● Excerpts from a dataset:
================

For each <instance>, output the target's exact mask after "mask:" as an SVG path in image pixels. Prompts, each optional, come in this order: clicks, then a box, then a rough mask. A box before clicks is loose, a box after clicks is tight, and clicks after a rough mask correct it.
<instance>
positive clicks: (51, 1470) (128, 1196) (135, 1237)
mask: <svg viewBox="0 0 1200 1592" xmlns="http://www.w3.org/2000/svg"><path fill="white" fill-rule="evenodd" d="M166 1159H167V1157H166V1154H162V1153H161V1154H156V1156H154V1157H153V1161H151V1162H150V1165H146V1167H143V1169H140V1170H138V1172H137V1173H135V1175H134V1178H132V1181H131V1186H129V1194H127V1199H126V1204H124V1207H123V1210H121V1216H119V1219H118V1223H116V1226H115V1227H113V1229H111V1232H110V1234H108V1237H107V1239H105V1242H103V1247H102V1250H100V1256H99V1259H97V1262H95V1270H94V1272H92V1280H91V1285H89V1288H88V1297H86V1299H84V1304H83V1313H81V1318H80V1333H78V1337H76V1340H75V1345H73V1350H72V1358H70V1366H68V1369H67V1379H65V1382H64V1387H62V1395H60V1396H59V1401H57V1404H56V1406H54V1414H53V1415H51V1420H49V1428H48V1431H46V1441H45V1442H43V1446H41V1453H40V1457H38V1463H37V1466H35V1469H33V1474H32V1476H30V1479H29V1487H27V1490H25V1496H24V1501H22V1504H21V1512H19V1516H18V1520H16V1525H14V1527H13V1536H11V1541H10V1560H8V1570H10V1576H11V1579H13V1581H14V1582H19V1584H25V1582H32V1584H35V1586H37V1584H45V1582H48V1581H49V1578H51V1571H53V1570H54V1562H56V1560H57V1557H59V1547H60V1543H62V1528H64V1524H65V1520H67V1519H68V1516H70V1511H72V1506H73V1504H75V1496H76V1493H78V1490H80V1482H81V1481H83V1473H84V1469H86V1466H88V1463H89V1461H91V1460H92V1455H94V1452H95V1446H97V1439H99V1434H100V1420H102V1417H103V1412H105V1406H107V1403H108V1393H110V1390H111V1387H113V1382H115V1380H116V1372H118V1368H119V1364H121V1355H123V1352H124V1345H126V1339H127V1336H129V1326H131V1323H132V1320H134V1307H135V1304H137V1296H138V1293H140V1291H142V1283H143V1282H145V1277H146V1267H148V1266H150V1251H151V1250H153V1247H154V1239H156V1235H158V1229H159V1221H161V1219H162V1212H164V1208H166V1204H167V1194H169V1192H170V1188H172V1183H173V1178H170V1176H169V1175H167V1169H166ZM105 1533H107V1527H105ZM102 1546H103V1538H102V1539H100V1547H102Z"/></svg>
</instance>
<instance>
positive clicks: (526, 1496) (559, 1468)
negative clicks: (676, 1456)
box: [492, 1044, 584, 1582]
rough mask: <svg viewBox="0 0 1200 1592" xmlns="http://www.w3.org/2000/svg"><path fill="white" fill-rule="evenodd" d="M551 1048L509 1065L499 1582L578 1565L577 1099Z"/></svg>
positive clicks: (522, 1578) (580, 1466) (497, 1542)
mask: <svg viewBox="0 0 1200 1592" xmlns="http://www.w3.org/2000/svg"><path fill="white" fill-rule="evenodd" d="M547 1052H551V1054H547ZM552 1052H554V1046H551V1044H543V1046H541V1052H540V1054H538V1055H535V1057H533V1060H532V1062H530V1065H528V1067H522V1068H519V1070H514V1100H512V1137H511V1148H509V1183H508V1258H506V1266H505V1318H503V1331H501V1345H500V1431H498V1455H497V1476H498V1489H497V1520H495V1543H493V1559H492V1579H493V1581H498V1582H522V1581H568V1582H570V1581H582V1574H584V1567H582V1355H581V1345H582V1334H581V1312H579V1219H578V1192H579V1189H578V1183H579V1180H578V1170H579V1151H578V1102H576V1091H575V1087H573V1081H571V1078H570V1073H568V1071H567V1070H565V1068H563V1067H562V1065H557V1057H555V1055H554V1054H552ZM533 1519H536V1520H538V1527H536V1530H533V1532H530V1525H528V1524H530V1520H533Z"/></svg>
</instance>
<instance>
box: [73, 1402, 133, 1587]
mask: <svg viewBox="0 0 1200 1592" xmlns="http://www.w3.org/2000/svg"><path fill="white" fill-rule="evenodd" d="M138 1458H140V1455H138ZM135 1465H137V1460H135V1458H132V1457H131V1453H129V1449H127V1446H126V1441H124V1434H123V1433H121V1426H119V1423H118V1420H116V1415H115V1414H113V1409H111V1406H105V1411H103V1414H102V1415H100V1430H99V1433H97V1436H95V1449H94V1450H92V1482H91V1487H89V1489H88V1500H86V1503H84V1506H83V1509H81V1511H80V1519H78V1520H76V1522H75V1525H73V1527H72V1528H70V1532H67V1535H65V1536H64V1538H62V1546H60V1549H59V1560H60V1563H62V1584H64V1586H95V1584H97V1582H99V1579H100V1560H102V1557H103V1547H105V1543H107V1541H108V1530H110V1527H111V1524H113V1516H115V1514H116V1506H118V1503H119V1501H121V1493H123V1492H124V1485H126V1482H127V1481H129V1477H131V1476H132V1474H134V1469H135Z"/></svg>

================

● DIRECTIONS FOR THIS TASK: Some lines above hold the word "rough". Copy all of them.

● FINISHED EXERCISE:
For each <instance>, output the target's exact mask after "mask:" as an SVG path in image pixels. Prompts, each optional, come in this order: clicks, then a box, then a rough mask. A box before clicks is loose, a box after clicks is tight, and clicks after a rough mask correct it.
rough mask: <svg viewBox="0 0 1200 1592" xmlns="http://www.w3.org/2000/svg"><path fill="white" fill-rule="evenodd" d="M551 1048L509 1065L499 1582L578 1565L577 1099Z"/></svg>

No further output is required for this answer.